Determine how many lines in the entries below contain the word "nosing". The reply is that number alone.

#### Input

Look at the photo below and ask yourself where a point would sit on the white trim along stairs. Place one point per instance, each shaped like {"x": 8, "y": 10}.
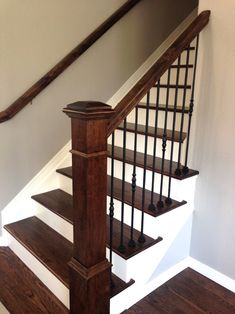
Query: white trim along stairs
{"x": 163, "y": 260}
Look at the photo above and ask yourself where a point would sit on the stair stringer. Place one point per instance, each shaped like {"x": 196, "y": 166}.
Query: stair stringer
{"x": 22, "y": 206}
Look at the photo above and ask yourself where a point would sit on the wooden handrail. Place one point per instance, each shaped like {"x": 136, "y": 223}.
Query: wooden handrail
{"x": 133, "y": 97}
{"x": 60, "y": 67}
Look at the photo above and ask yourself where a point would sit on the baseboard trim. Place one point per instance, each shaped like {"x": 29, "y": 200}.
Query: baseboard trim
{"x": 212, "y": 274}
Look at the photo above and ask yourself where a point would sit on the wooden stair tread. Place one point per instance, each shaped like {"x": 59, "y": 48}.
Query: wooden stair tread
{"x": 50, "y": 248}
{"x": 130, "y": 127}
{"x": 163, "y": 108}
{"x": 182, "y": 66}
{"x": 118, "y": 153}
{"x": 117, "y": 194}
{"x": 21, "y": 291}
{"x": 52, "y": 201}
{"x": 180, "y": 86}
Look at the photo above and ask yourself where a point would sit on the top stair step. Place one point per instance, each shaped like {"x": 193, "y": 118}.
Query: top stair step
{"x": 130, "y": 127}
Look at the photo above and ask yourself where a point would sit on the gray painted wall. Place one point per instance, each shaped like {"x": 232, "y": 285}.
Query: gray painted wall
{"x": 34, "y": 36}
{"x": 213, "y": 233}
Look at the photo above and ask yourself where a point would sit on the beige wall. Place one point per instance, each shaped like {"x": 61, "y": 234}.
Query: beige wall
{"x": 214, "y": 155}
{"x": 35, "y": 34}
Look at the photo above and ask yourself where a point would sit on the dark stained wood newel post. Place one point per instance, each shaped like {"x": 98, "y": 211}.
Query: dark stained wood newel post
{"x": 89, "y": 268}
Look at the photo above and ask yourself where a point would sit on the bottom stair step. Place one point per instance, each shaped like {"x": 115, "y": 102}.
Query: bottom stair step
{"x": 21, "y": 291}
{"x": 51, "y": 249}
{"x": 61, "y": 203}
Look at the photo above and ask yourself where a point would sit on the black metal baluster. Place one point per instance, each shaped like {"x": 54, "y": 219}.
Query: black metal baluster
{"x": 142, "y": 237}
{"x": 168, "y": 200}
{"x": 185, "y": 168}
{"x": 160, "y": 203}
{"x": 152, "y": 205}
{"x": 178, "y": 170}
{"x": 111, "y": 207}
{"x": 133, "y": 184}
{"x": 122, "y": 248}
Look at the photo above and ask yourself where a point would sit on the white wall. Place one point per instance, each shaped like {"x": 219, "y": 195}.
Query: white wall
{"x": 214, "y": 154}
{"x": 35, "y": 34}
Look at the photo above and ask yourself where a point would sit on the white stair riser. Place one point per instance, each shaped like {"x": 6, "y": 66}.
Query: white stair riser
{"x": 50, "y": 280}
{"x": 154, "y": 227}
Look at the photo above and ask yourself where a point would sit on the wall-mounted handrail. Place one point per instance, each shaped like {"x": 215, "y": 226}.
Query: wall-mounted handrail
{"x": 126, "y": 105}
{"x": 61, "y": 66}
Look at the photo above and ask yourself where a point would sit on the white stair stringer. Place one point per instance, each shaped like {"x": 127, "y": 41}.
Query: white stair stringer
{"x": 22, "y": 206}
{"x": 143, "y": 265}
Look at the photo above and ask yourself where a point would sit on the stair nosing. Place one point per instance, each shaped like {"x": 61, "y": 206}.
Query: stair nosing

########

#### [Solution for this exercise]
2